**Quoted passage:**
=== Begin Enclosure ===
Rapid discovery of high-affinity antibodies via massively parallel sequencing, ribosome display and affinity screening

Abstract

Developing therapeutic antibodies is laborious and costly. Here we report a method for antibody discovery that leverages the Illumina HiSeq platform to, within 3 days, screen in the order of 10⁸ antibody-antigen interactions. The method, which we named 'deep screening', involves the clustering and sequencing of antibody libraries, the conversion of the DNA clusters into complementary RNA clusters covalently linked to the instrument's flow-cell surface on the same location, the in situ translation of the clusters into antibodies tethered via ribosome display, and their screening via fluorescently labelled antigens. By using deep screening, we discovered low-nanomolar nanobodies to a model antigen using 4 × 10⁶ unique variants from yeast-display-enriched libraries, and high-picomolar single-chain antibody fragment leads for human interleukin-7 directly from unselected synthetic repertoires. We also leveraged deep screening of a library of 2.4 × 10⁵ sequences of the third complementarity-determining region of the heavy chain of an anti-human epidermal growth factor receptor 2 (HER2) antibody as input for a large language model that generated new single-chain antibody fragment sequences with higher affinity for HER2 than those in the original library.
=== End Enclosure ===
**Data extracts:**
=== Begin Enclosure ===
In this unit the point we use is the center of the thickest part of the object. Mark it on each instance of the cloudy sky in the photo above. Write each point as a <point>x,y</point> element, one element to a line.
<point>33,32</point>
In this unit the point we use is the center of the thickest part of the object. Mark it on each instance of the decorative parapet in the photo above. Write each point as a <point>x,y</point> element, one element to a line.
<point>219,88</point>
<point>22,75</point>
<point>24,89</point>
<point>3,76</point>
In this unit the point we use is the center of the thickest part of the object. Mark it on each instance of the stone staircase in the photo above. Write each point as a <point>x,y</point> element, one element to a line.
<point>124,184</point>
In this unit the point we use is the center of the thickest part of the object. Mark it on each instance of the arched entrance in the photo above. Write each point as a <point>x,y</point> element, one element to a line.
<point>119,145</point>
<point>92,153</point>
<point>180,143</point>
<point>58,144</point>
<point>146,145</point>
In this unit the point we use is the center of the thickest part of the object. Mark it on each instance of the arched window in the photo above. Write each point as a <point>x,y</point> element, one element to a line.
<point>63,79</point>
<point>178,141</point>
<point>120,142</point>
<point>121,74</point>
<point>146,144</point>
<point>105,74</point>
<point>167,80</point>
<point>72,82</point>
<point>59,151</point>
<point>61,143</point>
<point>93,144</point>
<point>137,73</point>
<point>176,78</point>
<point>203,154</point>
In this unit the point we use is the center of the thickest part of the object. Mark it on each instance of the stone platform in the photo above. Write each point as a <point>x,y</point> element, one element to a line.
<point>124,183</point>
=== End Enclosure ===
**Your objective:** Using the abstract above, list each step that the method called 'deep screening' involves, in the order given.

**Written response:**
1. Clustering and sequencing of antibody libraries
2. Conversion of the DNA clusters into complementary RNA clusters covalently linked to the instrument's flow-cell surface on the same location
3. In situ translation of the clusters into antibodies tethered via ribosome display
4. Screening of the antibodies via fluorescently labelled antigens